## Start Source document

The politics in much of the West have been in hock to the gospel of neoliberalism (aka, free-market fundamentalism, Herbert Hoover economics, Angela Merkel economics) for so long now that bonehead textbook Keynesian economics sounds dangerously radical. But however one chooses to position it on the current political spectrum, Keynesian economic analysis address the kinds of problems many economies currently have and offer useful solutions. Not least among them is the need to flush what Stiglitz calls "deficit fetishism." That's why Keynesians like Paul Krugman, who tend to call themselves New Keynesians these days, and Post-Keynesians like Jamie Galbraith and Yanis Varoufakis find a lot to agree on in terms of immediate policy needs right now.

Krugman gives us a hint of what some of the difference would emerge in his post, Presidents and the Economy 12/30/2015:

After I put up my post comparing private-sector jobs under Obama and Bush, a number of people asked me whether I believe that presidents have a large effect on economic performance. My answer is no — but conservatives believe that they do, which is why this kind of comparison is useful.

To expand on my own views, in normal times the economy’s macroeconomic performance mainly depends on monetary policy, which isn’t under White House control. Now, we’ve been in a liquidity trap for the whole Obama administration so far, giving fiscal policy a much more central role — and the initial stimulus did help quite a lot. Since 2010, however, fiscal policy has been paralyzed by GOP obstruction, so we’re back to a situation where the WH has little influence. [my emphasis in bold]

The last book of John Kenneth Galbraith's (1908-2006) published during his lifetime was The Economics of Innocent Fraud (2004). He devotes one of the chapters in this short book to what he calls "our most prestigious form of fraud, our most elegant escape from reality." That, he explains, is that, "Quiet measures enforced by the Federal Reserve are thought to be the best approved, best accepted of economic actions. They are also manifestly ineffective. They do not accomplish what they are presumed to accomplish. ... Here is our most cherished and, on examination, most evident form of fraud."

## End Source document
## Start Collected material

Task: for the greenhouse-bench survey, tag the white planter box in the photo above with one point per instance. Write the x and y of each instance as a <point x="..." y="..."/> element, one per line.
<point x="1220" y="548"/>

## End Collected material

* [Requirements]
1: In the passage on Keynesian economics, swap "conservatives" for "Republicans" and write out the text from "Krugman gives us" up to and including "comparison is useful.".
2: According to the passage on Keynesian economics, what was the last book by John Kenneth Galbraith published during his lifetime?

* [Exercise answers]
1:
Krugman gives us a hint of what some of the difference would emerge in his post, Presidents and the Economy 12/30/2015:

After I put up my post comparing private-sector jobs under Obama and Bush, a number of people asked me whether I believe that presidents have a large effect on economic performance. My answer is no — but Republicans believe that they do, which is why this kind of comparison is useful.

2: The Economics of Innocent Fraud (2004).